--- START OF Input data ---
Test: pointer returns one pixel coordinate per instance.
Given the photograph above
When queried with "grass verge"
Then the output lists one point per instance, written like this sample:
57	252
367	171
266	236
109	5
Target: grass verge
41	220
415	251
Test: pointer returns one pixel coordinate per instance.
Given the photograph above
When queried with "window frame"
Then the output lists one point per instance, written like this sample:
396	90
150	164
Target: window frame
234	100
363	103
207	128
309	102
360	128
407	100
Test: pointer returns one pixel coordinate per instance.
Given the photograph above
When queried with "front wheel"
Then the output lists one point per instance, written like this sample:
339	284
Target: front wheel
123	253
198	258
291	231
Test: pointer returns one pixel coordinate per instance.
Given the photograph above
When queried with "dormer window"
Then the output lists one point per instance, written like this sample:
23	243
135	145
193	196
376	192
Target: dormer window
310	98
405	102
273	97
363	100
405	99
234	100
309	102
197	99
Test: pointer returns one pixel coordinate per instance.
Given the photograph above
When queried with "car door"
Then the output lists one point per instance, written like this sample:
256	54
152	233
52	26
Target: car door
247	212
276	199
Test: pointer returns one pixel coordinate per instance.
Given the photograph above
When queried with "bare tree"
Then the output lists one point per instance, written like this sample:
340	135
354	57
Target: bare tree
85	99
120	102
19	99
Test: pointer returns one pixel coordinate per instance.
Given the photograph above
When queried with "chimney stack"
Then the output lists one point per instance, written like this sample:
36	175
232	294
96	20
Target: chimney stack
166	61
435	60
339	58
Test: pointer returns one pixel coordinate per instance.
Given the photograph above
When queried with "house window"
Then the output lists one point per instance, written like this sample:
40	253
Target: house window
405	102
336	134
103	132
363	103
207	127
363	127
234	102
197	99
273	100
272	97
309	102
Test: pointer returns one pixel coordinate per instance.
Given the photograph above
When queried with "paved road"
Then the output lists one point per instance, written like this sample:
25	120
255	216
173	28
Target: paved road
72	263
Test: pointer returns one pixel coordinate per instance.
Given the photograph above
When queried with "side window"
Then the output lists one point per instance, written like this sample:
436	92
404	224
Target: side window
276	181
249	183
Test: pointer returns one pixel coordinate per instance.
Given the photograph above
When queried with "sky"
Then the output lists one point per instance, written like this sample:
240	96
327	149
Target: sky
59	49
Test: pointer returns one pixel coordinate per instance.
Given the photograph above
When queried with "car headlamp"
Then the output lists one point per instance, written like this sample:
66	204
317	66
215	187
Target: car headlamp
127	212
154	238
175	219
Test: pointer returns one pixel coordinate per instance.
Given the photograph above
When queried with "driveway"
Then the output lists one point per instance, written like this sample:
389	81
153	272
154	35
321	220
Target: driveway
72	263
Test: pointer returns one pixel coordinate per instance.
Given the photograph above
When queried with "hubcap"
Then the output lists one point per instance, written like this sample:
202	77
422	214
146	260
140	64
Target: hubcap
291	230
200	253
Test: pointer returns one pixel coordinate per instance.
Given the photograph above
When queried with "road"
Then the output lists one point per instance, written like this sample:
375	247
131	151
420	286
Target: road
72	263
--- END OF Input data ---
- _Given exercise_: Transcribe all of the material exactly. Omit nothing.

- _Answer to the problem_:
Test: pointer returns one pixel coordinate per instance.
Given the photograph above
When queried with "grass verge"
Then the output lists one point per instance, written like this sample:
57	252
367	171
266	236
109	5
Target: grass verge
41	220
415	251
Test: pointer returns one pixel coordinate per instance.
Given the photograph above
When queried with "window frame"
Then the output lists one point per instance, written like this sample:
396	90
150	164
Target: window frame
234	100
363	103
207	128
309	102
360	128
407	100
Test: pointer returns one pixel coordinate per instance.
Given the photograph above
When queried with "front wheel"
Then the output lists one point per instance, written like this sample:
339	284
Target: front wheel
123	253
198	258
291	231
Test: pointer returns one pixel coordinate per instance.
Given the photograph above
When queried with "dormer window"
Then the output lists one point per instance, written like this sample:
23	243
135	145
193	196
376	192
Target: dormer window
310	98
405	102
273	97
363	100
405	99
234	100
309	102
197	99
Test: pointer returns one pixel coordinate per instance.
Given the photograph above
When queried with "car door"
Then the output lists one point per instance, written like this sample:
256	54
152	233
52	26
Target: car door
247	212
276	199
Test: pointer returns one pixel coordinate per instance.
Given the photograph above
When queried with "bare tree"
Then the output lists one point per instance, written like this sample:
340	135
354	57
Target: bare tree
85	99
120	102
19	99
Test: pointer returns one pixel coordinate per instance.
Given the photograph above
When queried with "chimney stack"
Then the output lists one point per instance, written like this sample:
36	175
232	294
96	20
Target: chimney stack
166	61
435	60
339	58
Test: pointer returns one pixel coordinate per instance.
Given the photograph above
When queried with "house window"
Then the output lists one point per instance, written like this sample:
40	253
Target: house window
405	102
336	134
103	132
363	103
207	127
363	127
234	102
197	99
273	100
272	97
309	102
Test: pointer returns one pixel coordinate per instance.
Given the photograph above
When queried with "paved road"
Then the output lists one point per instance, written like this sample:
25	120
255	216
173	28
Target: paved road
72	263
Test: pointer returns one pixel coordinate per instance.
Given the photograph above
When queried with "side window"
Then the output lists one point per instance, written like this sample:
436	92
404	224
Target: side window
276	181
249	183
Test: pointer returns one pixel coordinate per instance.
Given the photograph above
When queried with "sky"
Then the output lists one point per instance, written like this sample:
240	96
327	149
Target: sky
59	49
Test: pointer returns one pixel coordinate per instance.
Given the photograph above
When queried with "car headlamp"
Then the output lists one point per instance, written like this sample:
66	204
317	66
215	187
Target: car headlamp
127	212
154	238
175	219
Test: pointer returns one pixel coordinate per instance.
Given the photograph above
When queried with "driveway"
Then the output lists one point per instance, written like this sample:
389	81
153	272
154	35
321	220
Target: driveway
72	263
Test: pointer returns one pixel coordinate per instance.
Given the photograph above
When queried with "hubcap"
Then the output lists one point per instance, written like this sample:
202	77
422	214
146	260
140	64
Target: hubcap
291	230
200	253
Test: pointer returns one pixel coordinate per instance.
Given the photograph above
When queried with "road"
Then the output lists one point per instance, written like this sample:
375	247
131	151
420	286
Target: road
72	263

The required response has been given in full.